» READING TEXT
PROMISSORY NOTE - Page 7
 

4.6               Successors and Assigns . The terms and provisions hereof shall be binding upon and inure to the benefit of Borrower and Lender and their respective heirs, executors, legal representatives, successors, successors in title and assigns, whether by voluntary action of the parties, by operation of law or otherwise, and all other persons claiming by, through or under them. The terms “Borrower” and “Lender” as used hereunder shall be deemed to include their respective heirs, executors, legal representatives, successors, successors in title and assigns, whether by voluntary action of the parties, by operation of law or otherwise, and all other persons claiming by, through or under them.

 

4.7               Time is of the Essence . Time is of the essence with respect to all provisions of this Note and the other Loan Documents.

 

4.8               Headings . The Section and Subsection titles hereof are inserted for convenience of reference only and shall in no way alter, modify, define, limit, amplify or be used in construing the text, scope or intent of such Sections or Subsections or any provisions hereof.

 

4.9               Controlling Agreement . In the event of any conflict between the provisions of this Note and the Credit Agreement, it is the intent of the parties hereto that the provisions of the Credit Agreement shall control. In the event of any conflict between the provisions of this Note and any of the other Loan Documents (other than the Credit Agreement), it is the intent of the parties hereto that the provisions of this Note shall control. The parties hereto acknowledge that they were represented by competent counsel in connection with the negotiation, drafting and execution of this Note and the other Loan Documents and that this Note and the other Loan Documents shall not be subject to the principle of construing their meaning against the party which drafted same.

 

4.10           Notices . Whenever any notice is required or permitted to be given under the terms of this Note, the same shall be given in accordance with Section 7.2 of the Credit Agreement.

» PROMPT A
Lay out the listing as a two-column CSV with the columns request and response, one row per request, beginning at the line containing "Where can you spot the white soccer" and continuing through the end of the listing. Put each request's text and its answer in a single quoted field, with line breaks replaced by spaces.
The promissory note above and the listing that follows are unrelated.

(Extracted data entries)

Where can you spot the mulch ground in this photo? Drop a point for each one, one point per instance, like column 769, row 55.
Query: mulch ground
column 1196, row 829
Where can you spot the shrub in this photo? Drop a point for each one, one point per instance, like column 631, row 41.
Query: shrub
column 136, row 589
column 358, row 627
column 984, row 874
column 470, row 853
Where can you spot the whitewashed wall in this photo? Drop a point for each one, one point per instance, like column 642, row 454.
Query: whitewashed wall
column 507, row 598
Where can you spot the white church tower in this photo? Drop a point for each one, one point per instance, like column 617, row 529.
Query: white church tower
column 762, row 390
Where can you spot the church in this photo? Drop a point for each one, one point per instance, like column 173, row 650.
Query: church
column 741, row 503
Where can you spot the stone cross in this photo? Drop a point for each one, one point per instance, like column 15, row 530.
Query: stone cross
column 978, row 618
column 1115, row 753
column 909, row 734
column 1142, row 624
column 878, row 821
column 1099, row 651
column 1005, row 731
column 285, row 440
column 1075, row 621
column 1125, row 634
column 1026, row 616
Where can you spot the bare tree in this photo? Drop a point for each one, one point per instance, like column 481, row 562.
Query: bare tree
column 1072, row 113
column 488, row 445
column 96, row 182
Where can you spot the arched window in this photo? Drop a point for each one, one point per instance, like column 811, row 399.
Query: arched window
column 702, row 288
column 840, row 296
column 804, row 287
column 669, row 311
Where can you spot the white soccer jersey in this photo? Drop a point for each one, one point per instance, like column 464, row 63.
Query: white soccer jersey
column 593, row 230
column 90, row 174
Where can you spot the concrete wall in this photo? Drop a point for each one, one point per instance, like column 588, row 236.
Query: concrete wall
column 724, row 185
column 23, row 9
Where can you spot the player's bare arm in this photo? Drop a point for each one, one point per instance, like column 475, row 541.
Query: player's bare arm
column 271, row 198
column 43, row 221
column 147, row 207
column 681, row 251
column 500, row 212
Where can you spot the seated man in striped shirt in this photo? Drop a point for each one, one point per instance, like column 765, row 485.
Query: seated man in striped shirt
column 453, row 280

» PROMPT B
According to the promissory note, under which section of the Credit Agreement must any notice be given?

» RIGHT ANSWER A
request,response
"Where can you spot the white soccer jersey in this photo? Drop a point for each one, one point per instance, like column 464, row 63. Query: white soccer jersey","column 593, row 230 column 90, row 174"
"Where can you spot the concrete wall in this photo? Drop a point for each one, one point per instance, like column 588, row 236. Query: concrete wall","column 724, row 185 column 23, row 9"
"Where can you spot the player's bare arm in this photo? Drop a point for each one, one point per instance, like column 475, row 541. Query: player's bare arm","column 271, row 198 column 43, row 221 column 147, row 207 column 681, row 251 column 500, row 212"
"Where can you spot the seated man in striped shirt in this photo? Drop a point for each one, one point per instance, like column 765, row 485. Query: seated man in striped shirt","column 453, row 280"

» RIGHT ANSWER B
Section 7.2 of the Credit Agreement.